[Collected data entries]
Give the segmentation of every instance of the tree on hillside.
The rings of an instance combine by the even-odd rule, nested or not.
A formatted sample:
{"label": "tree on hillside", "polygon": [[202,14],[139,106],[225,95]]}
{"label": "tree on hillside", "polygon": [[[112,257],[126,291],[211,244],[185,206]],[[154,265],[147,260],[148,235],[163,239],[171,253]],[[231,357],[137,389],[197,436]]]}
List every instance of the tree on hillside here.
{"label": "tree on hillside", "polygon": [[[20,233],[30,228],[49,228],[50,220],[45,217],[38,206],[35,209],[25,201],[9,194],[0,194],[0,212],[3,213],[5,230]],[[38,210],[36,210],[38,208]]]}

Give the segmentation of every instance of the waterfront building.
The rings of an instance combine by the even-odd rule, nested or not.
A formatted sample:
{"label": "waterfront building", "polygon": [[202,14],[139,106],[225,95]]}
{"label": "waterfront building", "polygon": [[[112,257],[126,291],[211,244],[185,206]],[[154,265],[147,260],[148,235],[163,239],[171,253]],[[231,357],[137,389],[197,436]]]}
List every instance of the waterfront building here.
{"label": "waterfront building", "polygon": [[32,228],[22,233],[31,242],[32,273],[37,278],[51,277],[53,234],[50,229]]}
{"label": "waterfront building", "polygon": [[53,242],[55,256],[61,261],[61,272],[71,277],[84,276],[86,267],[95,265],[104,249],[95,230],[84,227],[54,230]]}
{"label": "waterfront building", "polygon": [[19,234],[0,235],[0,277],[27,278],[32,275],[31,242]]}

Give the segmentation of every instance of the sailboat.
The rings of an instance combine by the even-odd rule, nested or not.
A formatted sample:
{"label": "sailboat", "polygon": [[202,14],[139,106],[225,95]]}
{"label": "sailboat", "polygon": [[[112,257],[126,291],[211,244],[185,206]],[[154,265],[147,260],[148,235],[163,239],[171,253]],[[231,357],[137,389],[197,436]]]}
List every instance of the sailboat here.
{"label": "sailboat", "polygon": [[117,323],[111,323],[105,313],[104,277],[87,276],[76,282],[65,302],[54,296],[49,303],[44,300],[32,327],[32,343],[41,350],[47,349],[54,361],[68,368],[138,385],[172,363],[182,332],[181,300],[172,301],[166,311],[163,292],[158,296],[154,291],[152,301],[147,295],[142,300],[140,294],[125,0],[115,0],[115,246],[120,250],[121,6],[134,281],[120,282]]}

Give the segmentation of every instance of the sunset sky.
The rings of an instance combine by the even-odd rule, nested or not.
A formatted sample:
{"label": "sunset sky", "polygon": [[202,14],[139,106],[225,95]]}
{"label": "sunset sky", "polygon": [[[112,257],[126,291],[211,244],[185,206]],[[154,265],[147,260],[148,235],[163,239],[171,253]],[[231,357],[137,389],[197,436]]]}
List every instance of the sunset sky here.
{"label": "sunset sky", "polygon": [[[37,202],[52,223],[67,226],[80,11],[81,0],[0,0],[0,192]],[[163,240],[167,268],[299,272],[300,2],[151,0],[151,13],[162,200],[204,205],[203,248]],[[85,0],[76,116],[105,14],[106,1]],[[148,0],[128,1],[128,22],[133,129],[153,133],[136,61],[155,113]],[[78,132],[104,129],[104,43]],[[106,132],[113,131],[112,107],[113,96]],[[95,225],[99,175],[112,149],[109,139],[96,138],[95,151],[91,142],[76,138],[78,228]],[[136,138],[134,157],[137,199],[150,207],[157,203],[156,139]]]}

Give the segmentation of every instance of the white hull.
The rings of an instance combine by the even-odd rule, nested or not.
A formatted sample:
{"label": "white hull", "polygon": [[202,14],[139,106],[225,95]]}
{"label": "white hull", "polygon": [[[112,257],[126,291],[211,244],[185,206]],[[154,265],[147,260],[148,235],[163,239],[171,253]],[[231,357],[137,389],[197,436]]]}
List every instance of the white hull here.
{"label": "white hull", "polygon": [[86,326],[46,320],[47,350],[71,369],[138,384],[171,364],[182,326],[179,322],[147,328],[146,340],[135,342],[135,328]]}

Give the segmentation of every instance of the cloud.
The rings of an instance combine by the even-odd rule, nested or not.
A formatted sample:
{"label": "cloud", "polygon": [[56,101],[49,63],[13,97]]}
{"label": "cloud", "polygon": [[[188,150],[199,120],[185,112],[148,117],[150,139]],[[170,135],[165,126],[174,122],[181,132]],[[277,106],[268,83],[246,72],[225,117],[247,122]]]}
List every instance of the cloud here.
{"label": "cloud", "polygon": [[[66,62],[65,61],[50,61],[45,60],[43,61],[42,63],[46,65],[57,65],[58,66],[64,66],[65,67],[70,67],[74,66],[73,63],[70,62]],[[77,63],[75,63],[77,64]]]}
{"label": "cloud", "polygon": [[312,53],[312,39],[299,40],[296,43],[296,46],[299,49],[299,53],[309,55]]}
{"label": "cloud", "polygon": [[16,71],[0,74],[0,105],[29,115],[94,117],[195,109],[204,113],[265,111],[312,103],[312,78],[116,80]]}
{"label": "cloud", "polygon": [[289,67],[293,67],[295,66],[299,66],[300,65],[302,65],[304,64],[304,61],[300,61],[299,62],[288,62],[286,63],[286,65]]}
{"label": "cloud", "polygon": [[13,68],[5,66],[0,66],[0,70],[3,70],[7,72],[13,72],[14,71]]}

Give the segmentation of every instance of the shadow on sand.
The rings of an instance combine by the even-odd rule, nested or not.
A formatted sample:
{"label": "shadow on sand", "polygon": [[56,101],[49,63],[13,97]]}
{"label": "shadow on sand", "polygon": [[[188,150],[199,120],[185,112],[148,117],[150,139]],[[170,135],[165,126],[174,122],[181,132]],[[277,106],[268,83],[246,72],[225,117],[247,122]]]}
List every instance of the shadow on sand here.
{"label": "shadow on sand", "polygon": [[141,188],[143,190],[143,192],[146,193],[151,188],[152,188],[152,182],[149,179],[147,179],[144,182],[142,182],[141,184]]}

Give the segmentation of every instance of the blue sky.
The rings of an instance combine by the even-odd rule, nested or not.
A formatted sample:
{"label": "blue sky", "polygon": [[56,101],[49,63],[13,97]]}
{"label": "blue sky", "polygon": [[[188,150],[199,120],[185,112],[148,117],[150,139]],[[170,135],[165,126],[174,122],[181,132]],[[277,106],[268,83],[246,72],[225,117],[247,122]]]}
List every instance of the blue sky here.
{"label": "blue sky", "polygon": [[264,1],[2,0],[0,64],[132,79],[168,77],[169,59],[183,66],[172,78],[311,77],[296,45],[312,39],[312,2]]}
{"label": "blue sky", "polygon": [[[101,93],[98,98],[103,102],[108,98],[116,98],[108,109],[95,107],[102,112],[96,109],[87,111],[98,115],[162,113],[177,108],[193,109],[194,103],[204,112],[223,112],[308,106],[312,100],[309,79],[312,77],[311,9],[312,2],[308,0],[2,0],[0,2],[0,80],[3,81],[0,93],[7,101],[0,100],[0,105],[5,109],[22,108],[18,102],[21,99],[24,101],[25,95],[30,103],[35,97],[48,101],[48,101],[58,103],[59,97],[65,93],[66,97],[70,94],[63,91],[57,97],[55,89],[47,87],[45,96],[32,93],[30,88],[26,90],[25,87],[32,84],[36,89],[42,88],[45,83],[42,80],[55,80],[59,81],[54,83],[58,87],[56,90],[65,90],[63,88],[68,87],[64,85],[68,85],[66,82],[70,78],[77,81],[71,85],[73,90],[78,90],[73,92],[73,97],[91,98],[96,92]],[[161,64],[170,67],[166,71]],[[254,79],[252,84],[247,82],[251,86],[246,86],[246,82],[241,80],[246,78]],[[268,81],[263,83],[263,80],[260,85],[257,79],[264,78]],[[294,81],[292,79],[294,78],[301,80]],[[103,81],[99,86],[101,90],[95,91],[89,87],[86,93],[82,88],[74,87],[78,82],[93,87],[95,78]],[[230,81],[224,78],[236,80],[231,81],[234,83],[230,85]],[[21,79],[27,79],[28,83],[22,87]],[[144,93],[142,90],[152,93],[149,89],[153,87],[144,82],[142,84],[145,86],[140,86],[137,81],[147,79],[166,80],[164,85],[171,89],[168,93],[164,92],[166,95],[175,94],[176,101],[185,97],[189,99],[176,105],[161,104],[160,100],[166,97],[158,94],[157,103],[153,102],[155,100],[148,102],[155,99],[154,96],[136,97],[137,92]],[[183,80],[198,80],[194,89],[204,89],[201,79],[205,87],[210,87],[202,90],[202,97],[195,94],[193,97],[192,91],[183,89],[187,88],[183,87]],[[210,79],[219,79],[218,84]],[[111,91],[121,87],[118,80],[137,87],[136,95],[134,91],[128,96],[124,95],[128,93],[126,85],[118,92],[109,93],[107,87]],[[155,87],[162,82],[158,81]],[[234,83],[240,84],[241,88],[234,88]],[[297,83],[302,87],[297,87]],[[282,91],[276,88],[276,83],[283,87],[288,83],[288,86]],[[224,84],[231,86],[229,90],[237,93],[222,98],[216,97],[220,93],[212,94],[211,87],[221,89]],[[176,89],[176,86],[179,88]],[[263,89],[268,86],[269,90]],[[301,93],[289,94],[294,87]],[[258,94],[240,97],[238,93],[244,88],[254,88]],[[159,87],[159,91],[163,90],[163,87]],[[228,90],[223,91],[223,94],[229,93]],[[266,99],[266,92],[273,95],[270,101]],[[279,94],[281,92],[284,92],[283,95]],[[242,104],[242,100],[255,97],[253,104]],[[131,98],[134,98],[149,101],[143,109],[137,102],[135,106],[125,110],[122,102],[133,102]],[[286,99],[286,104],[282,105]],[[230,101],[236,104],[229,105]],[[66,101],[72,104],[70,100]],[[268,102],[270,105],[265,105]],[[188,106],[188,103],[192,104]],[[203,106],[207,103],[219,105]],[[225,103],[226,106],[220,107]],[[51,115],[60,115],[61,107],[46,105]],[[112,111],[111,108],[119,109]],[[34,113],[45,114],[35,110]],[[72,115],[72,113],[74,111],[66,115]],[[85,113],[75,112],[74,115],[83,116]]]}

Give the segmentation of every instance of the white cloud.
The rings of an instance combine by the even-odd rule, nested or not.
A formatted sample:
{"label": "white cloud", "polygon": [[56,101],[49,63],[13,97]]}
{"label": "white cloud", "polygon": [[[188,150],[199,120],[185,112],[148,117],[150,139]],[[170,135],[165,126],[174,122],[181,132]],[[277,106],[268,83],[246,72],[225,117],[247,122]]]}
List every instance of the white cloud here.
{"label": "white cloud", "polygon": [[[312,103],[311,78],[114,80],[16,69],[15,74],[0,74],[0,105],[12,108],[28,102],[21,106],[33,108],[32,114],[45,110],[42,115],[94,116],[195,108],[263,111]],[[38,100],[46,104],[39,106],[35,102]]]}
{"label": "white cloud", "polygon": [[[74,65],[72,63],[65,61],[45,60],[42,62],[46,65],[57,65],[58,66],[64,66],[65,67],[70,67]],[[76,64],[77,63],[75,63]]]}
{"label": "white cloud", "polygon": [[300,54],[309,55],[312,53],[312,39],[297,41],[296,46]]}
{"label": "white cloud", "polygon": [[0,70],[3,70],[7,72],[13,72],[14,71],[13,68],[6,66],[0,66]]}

= WHAT YOU HAVE TO DO =
Copy the lines word for word, from the line with "Give the segmentation of every instance of the cloud." up to and including the line with "List every instance of the cloud here.".

= SOLUTION TO THIS TASK =
Give the segmentation of every instance of the cloud.
The rings of an instance combine by the even-odd rule, nested or not.
A formatted sample:
{"label": "cloud", "polygon": [[56,101],[49,63],[13,97]]}
{"label": "cloud", "polygon": [[[188,150],[199,120],[185,112],[148,117],[150,139]],[[170,135],[165,126],[174,122],[181,132]],[[277,106],[268,83],[246,72],[225,117],[247,122]]]}
List every instance of the cloud here.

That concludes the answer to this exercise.